The request -
Copy out the lines below word for word, starting at the beginning of the rows and ending at the line that contains "[95,38,111,53]", with both ends included. Leave the pictures out of your answer.

··· The input

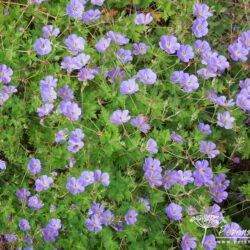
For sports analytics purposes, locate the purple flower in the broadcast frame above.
[88,202,104,217]
[37,103,54,117]
[210,56,229,72]
[214,96,234,107]
[198,123,212,135]
[181,233,197,250]
[136,69,157,85]
[69,128,84,141]
[135,13,153,25]
[111,221,124,232]
[16,188,30,201]
[186,206,199,215]
[170,71,185,83]
[35,175,53,192]
[159,35,180,54]
[177,44,194,62]
[91,0,105,6]
[130,115,150,134]
[67,139,84,154]
[207,90,218,102]
[34,38,52,56]
[124,210,138,225]
[28,0,46,5]
[109,110,130,125]
[104,67,126,83]
[66,0,84,18]
[85,214,102,232]
[77,68,98,81]
[194,40,211,56]
[170,131,183,144]
[61,56,77,73]
[0,64,13,84]
[4,234,17,243]
[58,85,74,102]
[177,170,194,186]
[47,219,62,231]
[64,34,85,55]
[60,101,82,122]
[200,141,220,158]
[205,204,223,227]
[40,87,57,102]
[211,173,230,191]
[133,43,148,56]
[79,171,95,187]
[143,157,162,173]
[101,210,114,226]
[144,170,162,188]
[120,79,139,95]
[107,31,129,45]
[224,222,244,241]
[162,170,179,190]
[180,73,199,92]
[82,10,101,23]
[197,68,216,80]
[24,234,33,244]
[28,158,41,174]
[218,111,235,129]
[193,160,213,187]
[239,30,250,51]
[236,93,250,111]
[66,177,84,195]
[232,156,240,164]
[0,160,6,170]
[146,138,158,154]
[165,203,182,221]
[209,189,228,203]
[193,3,213,19]
[69,157,76,168]
[73,53,90,69]
[0,93,9,106]
[202,234,217,250]
[28,194,43,211]
[192,17,208,38]
[42,25,60,38]
[94,170,109,187]
[2,85,17,95]
[239,78,250,89]
[116,48,133,64]
[42,227,58,242]
[228,42,248,62]
[40,76,58,88]
[18,219,30,231]
[138,197,150,213]
[95,38,111,53]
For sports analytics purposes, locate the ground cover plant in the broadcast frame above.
[0,0,250,250]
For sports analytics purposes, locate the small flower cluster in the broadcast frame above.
[110,110,151,134]
[66,170,109,195]
[228,30,250,62]
[42,219,62,242]
[0,64,17,106]
[236,78,250,112]
[85,202,114,232]
[143,157,229,203]
[0,160,6,170]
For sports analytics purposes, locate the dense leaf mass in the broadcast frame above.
[0,0,250,250]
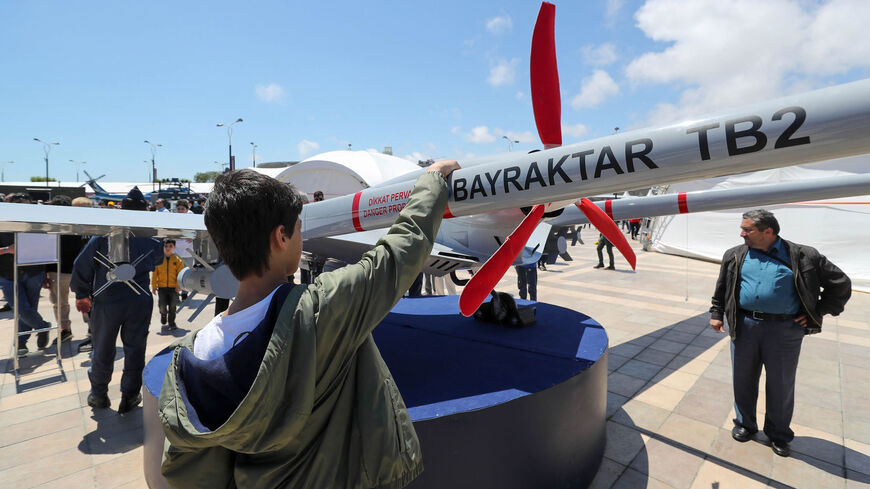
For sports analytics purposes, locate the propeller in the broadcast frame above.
[459,2,636,317]
[529,2,562,149]
[459,204,544,317]
[459,2,562,317]
[574,197,637,270]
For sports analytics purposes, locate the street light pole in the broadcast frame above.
[251,143,257,168]
[69,160,87,183]
[145,139,163,192]
[33,138,60,187]
[217,117,242,171]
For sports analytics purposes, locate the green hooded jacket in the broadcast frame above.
[159,172,447,489]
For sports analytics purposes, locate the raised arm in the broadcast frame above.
[300,162,458,372]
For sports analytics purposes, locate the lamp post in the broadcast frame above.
[33,138,60,187]
[69,160,87,183]
[217,117,242,170]
[145,139,163,191]
[251,143,257,168]
[0,160,15,182]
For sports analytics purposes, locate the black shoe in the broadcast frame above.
[770,440,791,457]
[36,331,48,350]
[118,394,142,414]
[88,391,112,409]
[731,426,755,443]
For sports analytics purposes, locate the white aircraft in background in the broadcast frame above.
[0,3,870,315]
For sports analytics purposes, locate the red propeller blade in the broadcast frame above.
[459,204,544,317]
[529,2,562,149]
[574,197,637,270]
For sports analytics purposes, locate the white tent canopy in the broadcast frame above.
[651,155,870,292]
[272,151,420,199]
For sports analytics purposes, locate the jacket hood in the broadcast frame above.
[159,284,315,453]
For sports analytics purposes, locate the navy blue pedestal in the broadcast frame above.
[145,296,607,489]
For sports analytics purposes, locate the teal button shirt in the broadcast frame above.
[740,238,800,314]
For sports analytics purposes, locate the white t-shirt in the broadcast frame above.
[175,239,193,258]
[193,288,278,360]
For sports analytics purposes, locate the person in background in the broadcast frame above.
[43,195,84,342]
[151,238,184,331]
[70,187,163,414]
[0,194,51,356]
[628,218,640,239]
[70,197,94,353]
[592,233,616,270]
[514,263,538,301]
[190,197,205,214]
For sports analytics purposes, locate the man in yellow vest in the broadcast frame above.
[151,238,184,331]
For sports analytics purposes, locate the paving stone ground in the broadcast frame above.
[0,229,870,489]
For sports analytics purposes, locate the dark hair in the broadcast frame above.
[204,169,302,280]
[121,197,148,211]
[743,209,779,236]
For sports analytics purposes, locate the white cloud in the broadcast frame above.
[604,0,625,26]
[486,15,514,36]
[504,129,538,143]
[402,151,431,163]
[562,124,589,139]
[255,83,285,104]
[571,70,619,109]
[580,42,619,66]
[486,58,520,87]
[465,126,496,143]
[626,0,870,124]
[296,139,320,158]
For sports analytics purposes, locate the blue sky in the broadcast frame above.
[0,0,870,182]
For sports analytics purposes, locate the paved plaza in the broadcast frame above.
[0,234,870,489]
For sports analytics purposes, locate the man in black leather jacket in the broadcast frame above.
[710,210,852,456]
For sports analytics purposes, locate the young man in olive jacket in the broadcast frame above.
[710,210,852,457]
[158,161,458,488]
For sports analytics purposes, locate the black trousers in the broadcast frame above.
[595,237,613,267]
[88,294,154,397]
[515,267,538,301]
[731,314,804,442]
[157,287,178,324]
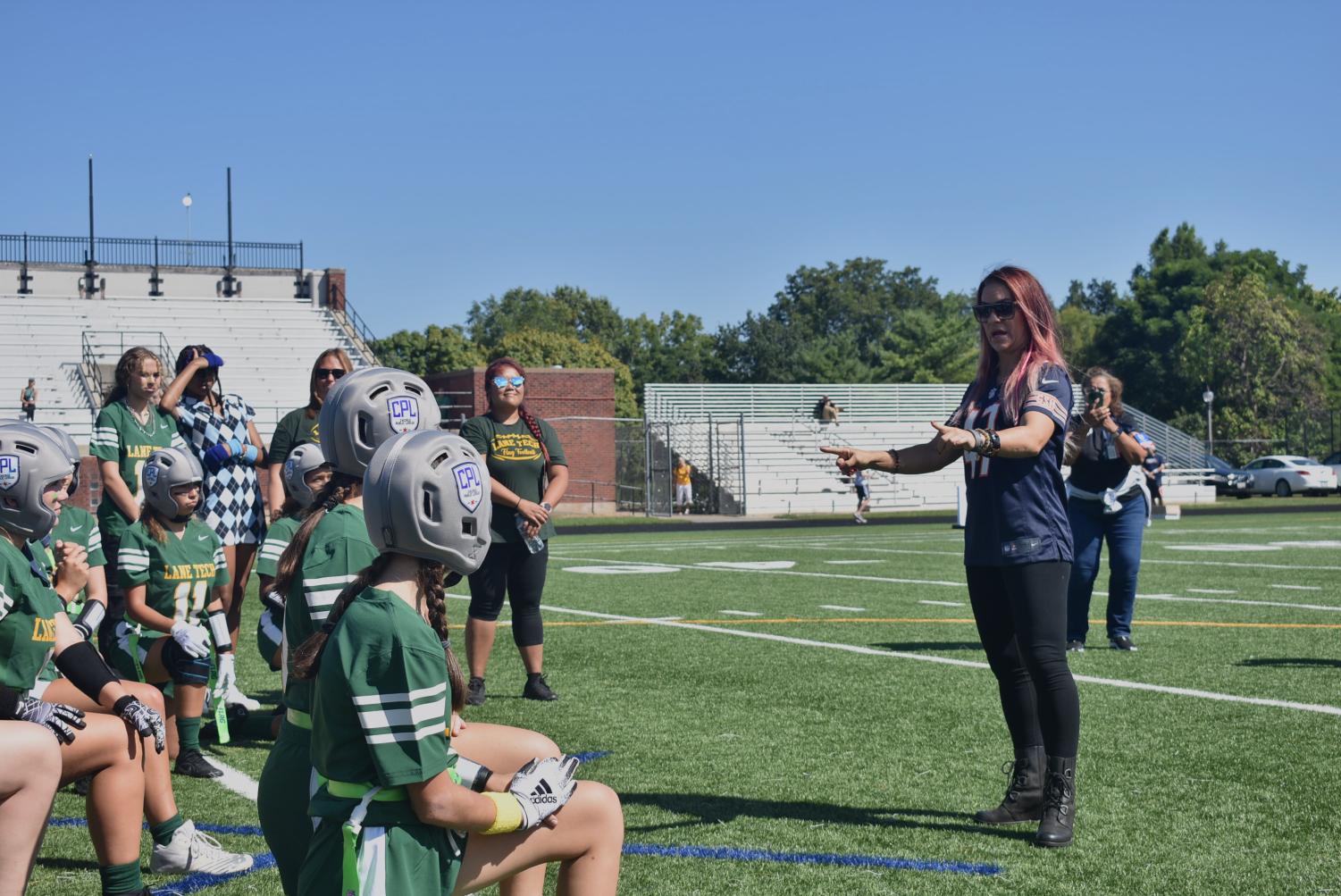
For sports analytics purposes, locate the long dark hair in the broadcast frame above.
[173,345,224,407]
[484,356,549,467]
[271,471,364,597]
[294,551,465,712]
[102,345,163,407]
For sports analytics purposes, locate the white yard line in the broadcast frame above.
[464,594,1341,716]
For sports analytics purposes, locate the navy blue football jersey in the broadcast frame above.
[947,364,1071,566]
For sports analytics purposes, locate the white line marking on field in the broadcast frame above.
[466,594,1341,716]
[549,554,967,589]
[209,757,257,802]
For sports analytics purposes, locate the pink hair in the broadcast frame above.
[960,265,1066,423]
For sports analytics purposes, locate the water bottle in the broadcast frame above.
[515,514,544,554]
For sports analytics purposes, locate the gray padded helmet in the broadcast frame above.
[42,423,80,495]
[281,441,327,507]
[139,448,204,523]
[316,367,442,476]
[364,431,493,575]
[0,421,70,540]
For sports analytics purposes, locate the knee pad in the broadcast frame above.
[163,637,209,684]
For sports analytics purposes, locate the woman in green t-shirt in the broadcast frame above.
[461,358,568,706]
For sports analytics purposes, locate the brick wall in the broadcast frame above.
[423,367,616,513]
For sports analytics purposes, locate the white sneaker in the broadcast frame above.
[149,819,254,875]
[224,684,260,712]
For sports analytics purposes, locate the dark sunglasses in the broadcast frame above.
[974,299,1015,323]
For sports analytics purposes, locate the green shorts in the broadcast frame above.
[298,818,464,896]
[256,607,284,672]
[256,719,316,896]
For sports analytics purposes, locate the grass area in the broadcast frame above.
[31,499,1341,896]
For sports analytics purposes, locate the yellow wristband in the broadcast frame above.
[480,791,522,834]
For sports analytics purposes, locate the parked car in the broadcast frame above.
[1202,455,1253,498]
[1322,451,1341,491]
[1245,455,1337,498]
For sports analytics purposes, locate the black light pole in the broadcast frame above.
[224,166,238,297]
[85,155,98,293]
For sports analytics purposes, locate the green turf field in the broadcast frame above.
[31,508,1341,896]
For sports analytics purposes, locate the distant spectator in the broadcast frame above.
[1066,367,1149,652]
[671,456,693,515]
[816,396,842,425]
[158,345,265,712]
[265,348,354,523]
[19,377,38,423]
[851,470,870,523]
[1136,431,1164,507]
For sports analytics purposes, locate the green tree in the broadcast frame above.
[495,330,640,417]
[373,323,484,377]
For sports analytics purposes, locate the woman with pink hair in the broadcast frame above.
[821,267,1081,846]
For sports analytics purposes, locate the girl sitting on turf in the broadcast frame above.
[294,428,624,896]
[114,448,233,778]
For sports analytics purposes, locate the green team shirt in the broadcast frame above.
[0,538,63,690]
[117,516,230,637]
[88,399,187,540]
[461,415,568,542]
[284,505,377,712]
[308,588,456,825]
[256,516,303,578]
[265,407,322,467]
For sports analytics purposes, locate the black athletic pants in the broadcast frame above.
[967,562,1081,757]
[469,542,549,647]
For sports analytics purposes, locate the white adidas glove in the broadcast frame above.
[172,621,209,660]
[507,757,581,830]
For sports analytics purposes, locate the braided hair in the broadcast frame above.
[294,551,465,712]
[484,356,549,467]
[271,471,364,597]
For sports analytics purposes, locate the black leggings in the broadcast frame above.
[471,542,549,647]
[967,562,1081,757]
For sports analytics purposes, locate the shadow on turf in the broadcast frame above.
[872,641,983,653]
[1239,656,1341,669]
[619,791,1034,840]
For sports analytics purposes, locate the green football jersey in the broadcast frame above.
[88,401,187,540]
[284,505,377,712]
[310,588,455,825]
[461,415,568,542]
[117,516,230,637]
[256,516,303,578]
[0,538,64,690]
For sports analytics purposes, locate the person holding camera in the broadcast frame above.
[1066,367,1151,652]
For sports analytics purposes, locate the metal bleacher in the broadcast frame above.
[0,294,367,445]
[643,383,1202,515]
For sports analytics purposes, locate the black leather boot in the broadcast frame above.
[974,747,1047,825]
[1034,757,1076,846]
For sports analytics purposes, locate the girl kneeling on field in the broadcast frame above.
[294,431,624,896]
[114,448,235,778]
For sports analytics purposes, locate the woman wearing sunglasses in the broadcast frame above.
[265,348,354,523]
[822,267,1081,846]
[461,358,568,706]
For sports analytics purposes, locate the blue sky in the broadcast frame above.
[0,2,1341,334]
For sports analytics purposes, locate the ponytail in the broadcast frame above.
[271,473,364,597]
[294,553,394,680]
[421,554,465,714]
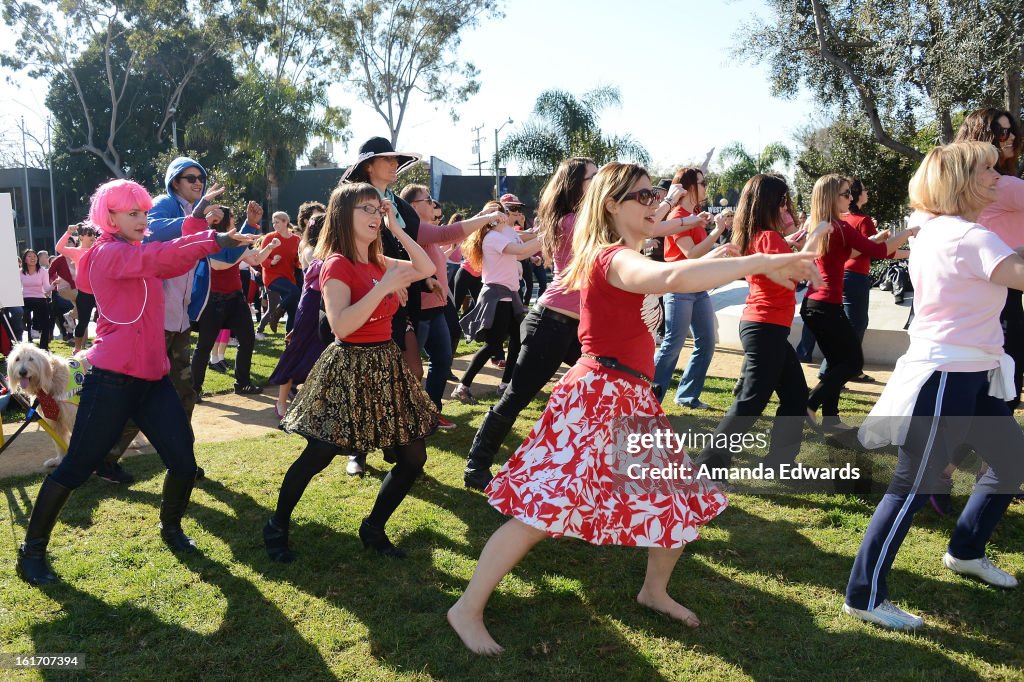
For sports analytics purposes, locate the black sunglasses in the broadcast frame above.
[618,189,662,206]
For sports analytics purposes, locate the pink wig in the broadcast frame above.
[89,180,153,233]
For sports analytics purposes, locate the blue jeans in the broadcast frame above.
[846,372,1024,609]
[416,308,452,410]
[50,368,196,488]
[819,270,871,378]
[654,291,715,403]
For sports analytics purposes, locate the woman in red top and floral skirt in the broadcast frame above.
[800,174,916,431]
[263,182,437,563]
[447,163,816,655]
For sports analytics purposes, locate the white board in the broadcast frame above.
[0,194,25,308]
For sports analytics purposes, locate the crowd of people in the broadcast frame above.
[8,110,1024,654]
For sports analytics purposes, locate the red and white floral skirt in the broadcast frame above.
[486,358,728,548]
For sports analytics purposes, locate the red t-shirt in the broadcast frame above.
[210,263,242,294]
[843,213,879,274]
[257,230,300,287]
[739,228,797,327]
[321,253,398,343]
[807,220,889,304]
[580,245,654,377]
[665,206,708,263]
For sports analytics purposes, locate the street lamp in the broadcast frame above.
[495,116,512,201]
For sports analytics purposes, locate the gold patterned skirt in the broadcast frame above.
[281,341,438,454]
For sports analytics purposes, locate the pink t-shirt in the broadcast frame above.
[539,213,580,313]
[909,216,1014,372]
[480,225,521,293]
[978,175,1024,249]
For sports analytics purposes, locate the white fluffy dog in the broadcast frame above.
[7,343,87,467]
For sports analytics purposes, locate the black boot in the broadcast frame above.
[463,409,515,491]
[17,476,71,585]
[160,471,196,552]
[359,519,406,559]
[263,517,295,563]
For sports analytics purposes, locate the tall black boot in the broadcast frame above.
[463,409,515,491]
[17,476,71,585]
[160,471,196,552]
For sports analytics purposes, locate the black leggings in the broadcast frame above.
[462,301,521,386]
[75,290,96,339]
[273,438,427,528]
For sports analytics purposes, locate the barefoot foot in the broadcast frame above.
[447,602,505,656]
[637,590,700,628]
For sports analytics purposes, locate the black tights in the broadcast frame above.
[273,438,427,528]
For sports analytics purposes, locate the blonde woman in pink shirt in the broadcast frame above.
[17,180,253,585]
[22,249,53,350]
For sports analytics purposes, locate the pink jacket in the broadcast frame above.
[77,217,220,381]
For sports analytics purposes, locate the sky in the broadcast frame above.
[0,0,815,174]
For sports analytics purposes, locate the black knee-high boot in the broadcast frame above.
[17,476,71,585]
[463,408,515,491]
[160,471,196,552]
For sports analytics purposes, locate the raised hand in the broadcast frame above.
[762,252,824,289]
[246,201,263,225]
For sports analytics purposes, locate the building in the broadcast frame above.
[0,168,71,254]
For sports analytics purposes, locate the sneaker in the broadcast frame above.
[96,462,135,485]
[942,552,1017,588]
[843,599,925,630]
[345,455,367,476]
[452,384,476,404]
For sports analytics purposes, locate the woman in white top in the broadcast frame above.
[843,141,1024,630]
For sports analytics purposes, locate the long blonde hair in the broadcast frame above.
[562,162,650,291]
[462,202,505,270]
[807,173,850,256]
[909,141,999,215]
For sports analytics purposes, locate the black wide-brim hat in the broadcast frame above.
[340,137,423,182]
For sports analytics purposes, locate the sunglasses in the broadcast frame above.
[618,189,660,206]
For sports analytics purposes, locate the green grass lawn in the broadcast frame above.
[0,348,1024,681]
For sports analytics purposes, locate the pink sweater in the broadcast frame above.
[978,175,1024,249]
[22,267,53,298]
[77,217,220,381]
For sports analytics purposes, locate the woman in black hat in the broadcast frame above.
[338,137,428,476]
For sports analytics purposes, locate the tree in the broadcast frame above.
[499,86,650,174]
[0,0,231,177]
[738,0,1024,160]
[333,0,502,145]
[716,142,793,194]
[796,116,935,225]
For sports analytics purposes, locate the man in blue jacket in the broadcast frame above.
[96,157,219,484]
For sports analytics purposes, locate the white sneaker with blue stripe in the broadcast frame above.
[843,599,925,630]
[942,552,1017,589]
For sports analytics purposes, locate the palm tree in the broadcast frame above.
[499,86,650,174]
[717,142,793,193]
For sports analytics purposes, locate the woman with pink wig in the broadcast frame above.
[17,180,253,585]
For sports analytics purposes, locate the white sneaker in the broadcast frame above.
[345,455,362,476]
[843,599,925,630]
[942,552,1017,588]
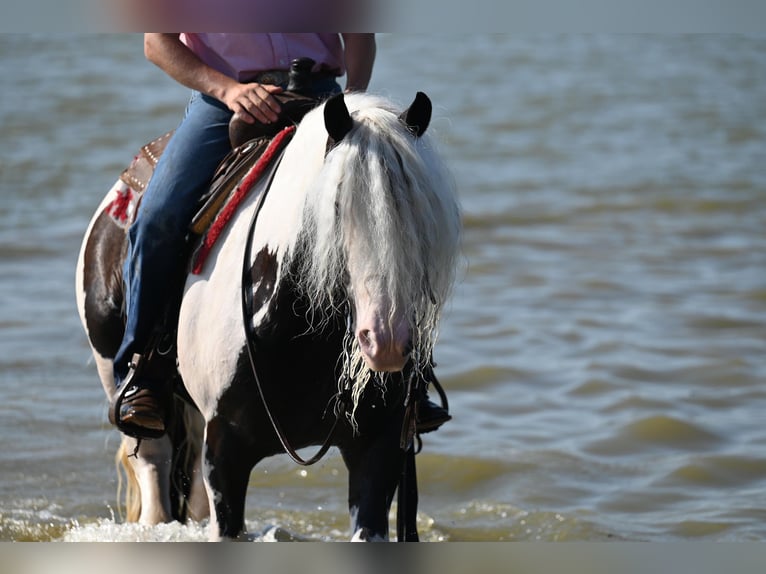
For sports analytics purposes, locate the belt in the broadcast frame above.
[245,70,336,86]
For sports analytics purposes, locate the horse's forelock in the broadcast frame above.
[298,91,459,356]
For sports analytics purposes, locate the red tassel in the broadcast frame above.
[192,126,295,275]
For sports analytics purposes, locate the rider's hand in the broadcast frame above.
[223,83,283,124]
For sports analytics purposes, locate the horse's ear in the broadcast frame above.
[324,94,354,143]
[399,92,432,138]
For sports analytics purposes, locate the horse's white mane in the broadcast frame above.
[291,94,460,412]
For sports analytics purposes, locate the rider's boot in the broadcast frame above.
[109,353,172,438]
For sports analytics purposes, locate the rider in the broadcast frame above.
[109,33,449,438]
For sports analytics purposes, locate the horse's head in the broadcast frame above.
[324,92,432,372]
[292,93,460,382]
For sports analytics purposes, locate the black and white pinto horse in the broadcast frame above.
[77,94,460,540]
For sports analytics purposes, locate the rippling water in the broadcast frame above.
[0,35,766,541]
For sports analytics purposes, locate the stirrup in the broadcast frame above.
[109,353,169,440]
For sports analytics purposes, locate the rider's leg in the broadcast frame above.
[112,93,232,436]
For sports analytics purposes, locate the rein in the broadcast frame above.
[241,127,339,466]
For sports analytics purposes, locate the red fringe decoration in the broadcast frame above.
[192,126,295,275]
[106,187,134,225]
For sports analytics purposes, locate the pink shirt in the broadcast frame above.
[181,32,346,81]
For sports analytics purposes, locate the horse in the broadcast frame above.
[78,93,461,541]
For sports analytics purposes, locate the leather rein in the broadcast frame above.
[241,129,339,466]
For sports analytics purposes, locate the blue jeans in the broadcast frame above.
[114,78,340,386]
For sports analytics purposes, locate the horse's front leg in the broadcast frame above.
[117,435,173,526]
[203,417,257,540]
[341,417,404,542]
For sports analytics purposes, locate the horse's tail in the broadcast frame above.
[115,398,208,522]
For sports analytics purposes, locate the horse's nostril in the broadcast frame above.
[358,329,371,345]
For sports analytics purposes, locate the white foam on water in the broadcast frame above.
[60,518,308,542]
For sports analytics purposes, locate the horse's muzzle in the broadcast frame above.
[356,324,412,372]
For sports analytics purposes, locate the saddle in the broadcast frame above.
[120,92,318,243]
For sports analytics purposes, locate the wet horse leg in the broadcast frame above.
[121,435,173,525]
[203,417,258,540]
[341,425,404,542]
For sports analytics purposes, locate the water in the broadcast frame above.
[0,35,766,541]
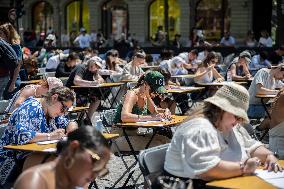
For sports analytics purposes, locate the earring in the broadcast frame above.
[64,158,74,169]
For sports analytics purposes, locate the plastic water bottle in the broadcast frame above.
[227,71,232,82]
[95,116,103,133]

······

Result below -
For sports analytics purposes, locate the purple flower in the broadcast frame above.
[88,202,104,217]
[37,103,54,117]
[210,56,229,72]
[214,96,234,107]
[198,123,212,135]
[181,233,197,250]
[136,69,157,85]
[69,128,84,141]
[135,13,153,25]
[111,221,124,232]
[16,188,30,201]
[186,206,199,215]
[170,71,185,83]
[35,175,53,192]
[159,35,180,54]
[177,44,194,62]
[91,0,105,6]
[130,115,150,134]
[67,139,84,154]
[207,90,218,102]
[34,38,52,56]
[124,210,138,225]
[28,0,46,5]
[109,110,130,125]
[104,67,126,83]
[66,0,84,18]
[85,214,102,232]
[77,68,98,81]
[194,40,211,56]
[170,131,183,144]
[61,56,77,73]
[0,64,13,84]
[4,234,17,243]
[58,85,74,102]
[177,170,194,186]
[47,219,62,231]
[64,34,85,55]
[60,101,82,122]
[200,141,220,158]
[205,204,223,227]
[40,87,57,102]
[211,173,230,191]
[133,43,148,56]
[79,171,95,187]
[143,157,162,173]
[101,210,114,226]
[144,170,162,188]
[120,79,139,95]
[107,31,129,45]
[224,222,244,241]
[162,170,179,190]
[180,73,199,92]
[82,10,101,23]
[197,68,216,80]
[24,234,33,244]
[28,158,41,174]
[218,111,235,129]
[193,160,213,187]
[239,30,250,51]
[236,93,250,111]
[66,177,84,195]
[232,156,240,164]
[0,160,6,170]
[146,138,158,154]
[165,203,182,221]
[209,189,228,203]
[193,3,213,19]
[69,157,76,168]
[73,53,90,69]
[0,93,9,106]
[202,234,217,250]
[28,194,43,211]
[192,17,208,38]
[42,25,60,38]
[94,170,109,187]
[2,85,17,95]
[239,78,250,89]
[116,48,133,64]
[42,227,58,242]
[228,42,248,62]
[40,76,58,88]
[18,219,30,231]
[138,197,150,213]
[95,38,111,53]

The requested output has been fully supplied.